## Task material
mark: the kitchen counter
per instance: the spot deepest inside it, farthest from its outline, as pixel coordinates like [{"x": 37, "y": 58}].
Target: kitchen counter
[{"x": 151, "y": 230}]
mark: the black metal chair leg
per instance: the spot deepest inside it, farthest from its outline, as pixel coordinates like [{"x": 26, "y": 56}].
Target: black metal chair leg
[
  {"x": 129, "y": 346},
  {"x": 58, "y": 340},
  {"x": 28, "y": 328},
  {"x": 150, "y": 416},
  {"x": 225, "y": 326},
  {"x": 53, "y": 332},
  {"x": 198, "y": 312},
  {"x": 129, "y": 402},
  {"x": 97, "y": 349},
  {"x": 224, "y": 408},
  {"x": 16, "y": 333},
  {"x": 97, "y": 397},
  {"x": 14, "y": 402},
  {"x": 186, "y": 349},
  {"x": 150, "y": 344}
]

## Task to complete
Render every line of the entries above as a numbered list, leaving out any blank lines.

## Result of the exercise
1. mark: the kitchen counter
2. per instance: the spot deepest inside it, farthest from its outline, as pixel coordinates like [{"x": 37, "y": 58}].
3. Target: kitchen counter
4. [{"x": 151, "y": 230}]
5. mark: the black metal chair leg
6. per instance: the spot deepest inside it, farthest from its outline, as pixel coordinates like [{"x": 26, "y": 56}].
7. Target: black metal chair leg
8. [
9.   {"x": 129, "y": 346},
10.   {"x": 58, "y": 340},
11.   {"x": 28, "y": 328},
12.   {"x": 150, "y": 416},
13.   {"x": 225, "y": 326},
14.   {"x": 53, "y": 332},
15.   {"x": 198, "y": 312},
16.   {"x": 129, "y": 402},
17.   {"x": 97, "y": 349},
18.   {"x": 224, "y": 408},
19.   {"x": 16, "y": 333},
20.   {"x": 97, "y": 397},
21.   {"x": 14, "y": 402},
22.   {"x": 186, "y": 349},
23.   {"x": 150, "y": 344}
24. ]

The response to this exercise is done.